SOURCE DOCUMENT START

To the Editor:
I just wanted to tell you how much the articles on teacher burnout resonated with me, especially “‘Disrespected’ and ‘Dissatisfied’: 8 Takeaways From a New Survey of Teachers” (April 15, 2022) and “The Teaching Profession Is ‘Crumbling’: What Can School Leaders Do to Help?” (May 20, 2022).
I taught for 25 years and became a leader in sociology. I was a co-author of the National Standards for High School Sociology and facilitated professional development across the country for sociology teachers. However, I am sad to say that May was my last month teaching.
I don’t feel like the pandemic caused this, but I do feel like it highlighted what were already growing obstacles to a sustainable career. Over the last decade, protections and professional discretion for teachers have precipitously declined. Perhaps it is the growing threat of lawsuits and the counsel of lawyers that has fueled this, but I do not feel supported as the professional in my own classroom. I feel increasingly controlled in terms of what I teach, how I teach it, and how I assess it.

SOURCE DOCUMENT END
SUPPLIED ENTRIES START

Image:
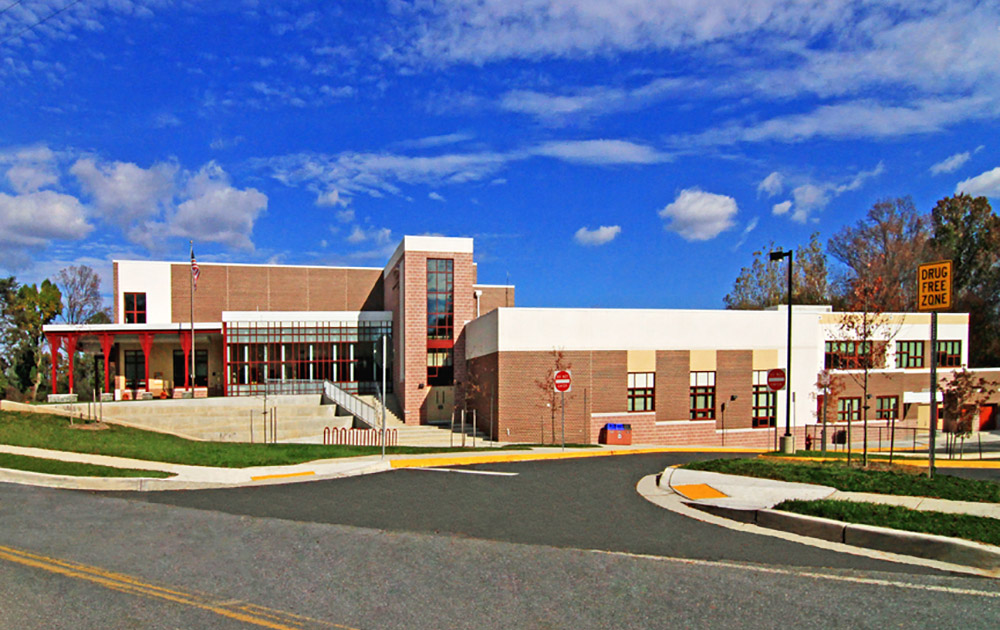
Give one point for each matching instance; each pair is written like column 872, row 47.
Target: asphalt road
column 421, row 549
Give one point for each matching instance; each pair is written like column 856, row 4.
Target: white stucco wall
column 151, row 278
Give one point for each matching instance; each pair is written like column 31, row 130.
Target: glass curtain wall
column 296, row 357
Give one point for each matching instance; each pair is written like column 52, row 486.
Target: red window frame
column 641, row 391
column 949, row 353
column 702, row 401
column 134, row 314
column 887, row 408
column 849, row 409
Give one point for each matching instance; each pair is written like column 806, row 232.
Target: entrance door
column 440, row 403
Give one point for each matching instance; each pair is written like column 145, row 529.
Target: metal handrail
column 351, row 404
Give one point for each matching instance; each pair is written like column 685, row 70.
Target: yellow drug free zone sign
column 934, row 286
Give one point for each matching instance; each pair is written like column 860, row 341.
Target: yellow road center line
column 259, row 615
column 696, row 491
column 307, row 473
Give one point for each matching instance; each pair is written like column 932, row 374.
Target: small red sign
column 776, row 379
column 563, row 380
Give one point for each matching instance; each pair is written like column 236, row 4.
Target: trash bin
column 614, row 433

SUPPLIED ENTRIES END
SUPPLIED ENTRIES START

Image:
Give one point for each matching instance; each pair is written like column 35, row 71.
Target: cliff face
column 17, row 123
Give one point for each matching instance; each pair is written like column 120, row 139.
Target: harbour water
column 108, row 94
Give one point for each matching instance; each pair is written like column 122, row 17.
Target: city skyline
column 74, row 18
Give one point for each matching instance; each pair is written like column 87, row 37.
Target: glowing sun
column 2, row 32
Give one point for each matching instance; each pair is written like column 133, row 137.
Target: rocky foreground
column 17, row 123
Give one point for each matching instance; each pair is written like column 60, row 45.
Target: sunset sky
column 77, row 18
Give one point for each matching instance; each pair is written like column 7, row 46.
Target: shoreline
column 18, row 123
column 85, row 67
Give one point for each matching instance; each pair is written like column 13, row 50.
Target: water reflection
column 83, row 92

SUPPLIED ENTRIES END

**EXERCISE INSTRUCTIONS:**
From the letter to the editor above, reproduce word for word the passage that begins at "I taught for" and stops after "last month teaching.".

**EXERCISE OUTPUT:**
I taught for 25 years and became a leader in sociology. I was a co-author of the National Standards for High School Sociology and facilitated professional development across the country for sociology teachers. However, I am sad to say that May was my last month teaching.